[START OF PROVIDED RECORDS]

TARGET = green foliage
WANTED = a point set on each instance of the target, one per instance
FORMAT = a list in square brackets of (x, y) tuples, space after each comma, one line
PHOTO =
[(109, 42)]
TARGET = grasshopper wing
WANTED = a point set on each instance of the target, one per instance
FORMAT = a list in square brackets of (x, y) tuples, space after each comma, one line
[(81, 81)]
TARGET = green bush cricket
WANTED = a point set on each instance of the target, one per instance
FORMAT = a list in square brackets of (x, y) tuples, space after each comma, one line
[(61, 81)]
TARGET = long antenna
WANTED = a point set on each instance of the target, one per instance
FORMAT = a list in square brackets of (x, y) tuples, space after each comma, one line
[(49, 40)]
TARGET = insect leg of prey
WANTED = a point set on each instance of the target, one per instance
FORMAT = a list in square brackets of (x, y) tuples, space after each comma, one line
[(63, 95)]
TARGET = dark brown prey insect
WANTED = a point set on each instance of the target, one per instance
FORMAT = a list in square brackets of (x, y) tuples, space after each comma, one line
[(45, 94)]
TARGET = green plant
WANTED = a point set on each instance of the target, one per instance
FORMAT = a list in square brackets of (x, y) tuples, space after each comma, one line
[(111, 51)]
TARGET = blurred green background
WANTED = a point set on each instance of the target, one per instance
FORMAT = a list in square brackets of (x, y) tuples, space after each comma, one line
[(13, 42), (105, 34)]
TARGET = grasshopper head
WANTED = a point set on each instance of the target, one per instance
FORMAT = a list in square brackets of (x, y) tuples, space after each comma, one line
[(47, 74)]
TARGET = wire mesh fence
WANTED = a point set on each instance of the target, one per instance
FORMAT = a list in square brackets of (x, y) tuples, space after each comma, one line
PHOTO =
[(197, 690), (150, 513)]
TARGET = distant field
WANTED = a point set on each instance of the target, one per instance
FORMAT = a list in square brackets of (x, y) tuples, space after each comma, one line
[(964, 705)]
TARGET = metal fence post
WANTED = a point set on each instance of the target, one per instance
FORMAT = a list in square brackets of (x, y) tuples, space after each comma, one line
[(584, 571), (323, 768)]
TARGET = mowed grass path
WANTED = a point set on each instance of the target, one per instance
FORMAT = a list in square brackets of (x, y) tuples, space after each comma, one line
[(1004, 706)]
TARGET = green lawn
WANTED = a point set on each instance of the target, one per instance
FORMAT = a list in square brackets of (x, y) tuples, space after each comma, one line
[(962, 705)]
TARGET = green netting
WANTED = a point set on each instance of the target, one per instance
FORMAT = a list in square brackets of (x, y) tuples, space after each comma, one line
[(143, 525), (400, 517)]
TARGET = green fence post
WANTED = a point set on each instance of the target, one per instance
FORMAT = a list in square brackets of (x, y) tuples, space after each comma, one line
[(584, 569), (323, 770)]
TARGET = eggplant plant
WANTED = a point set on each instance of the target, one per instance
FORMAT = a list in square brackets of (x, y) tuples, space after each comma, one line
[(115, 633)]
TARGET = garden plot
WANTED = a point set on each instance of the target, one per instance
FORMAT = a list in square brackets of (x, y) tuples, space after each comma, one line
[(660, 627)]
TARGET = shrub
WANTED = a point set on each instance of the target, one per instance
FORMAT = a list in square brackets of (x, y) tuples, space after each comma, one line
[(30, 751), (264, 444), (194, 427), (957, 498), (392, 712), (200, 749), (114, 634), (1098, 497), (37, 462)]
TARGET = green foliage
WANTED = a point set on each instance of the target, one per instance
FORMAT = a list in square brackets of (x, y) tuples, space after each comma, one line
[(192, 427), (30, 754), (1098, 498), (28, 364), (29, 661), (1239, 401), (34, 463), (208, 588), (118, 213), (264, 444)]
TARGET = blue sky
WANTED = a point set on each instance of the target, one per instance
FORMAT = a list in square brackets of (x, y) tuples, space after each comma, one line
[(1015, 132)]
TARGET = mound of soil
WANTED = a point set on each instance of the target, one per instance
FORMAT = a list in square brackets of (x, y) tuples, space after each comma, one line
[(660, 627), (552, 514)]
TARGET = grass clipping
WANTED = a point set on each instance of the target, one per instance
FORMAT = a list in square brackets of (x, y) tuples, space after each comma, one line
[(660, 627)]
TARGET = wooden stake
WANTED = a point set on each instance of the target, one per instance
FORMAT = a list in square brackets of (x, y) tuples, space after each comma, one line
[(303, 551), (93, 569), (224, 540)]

[END OF PROVIDED RECORDS]

TO DO: Edit the entries from the line containing "TARGET = insect leg of prey" down to the line containing "[(111, 51)]" by replacing "green plant" with "leafy plant". Return only those lines, with everything else unchanged.

EXPECTED OUTPUT:
TARGET = insect leg of prey
WANTED = a point set on each instance of the target, one per instance
FORMAT = a list in square brackets of (x, y) tuples, space after each comma, one line
[(63, 95)]
TARGET = dark brown prey insect
WANTED = a point set on each instance of the target, one per instance
FORMAT = a list in square brackets of (x, y) tuples, space after each comma, one line
[(45, 94)]
TARGET = leafy plant
WANTED = a point set on each instance of the target, one per instance
FORMAT = a list in square brackets of (x, y) tuples, space after each comma, one line
[(111, 51)]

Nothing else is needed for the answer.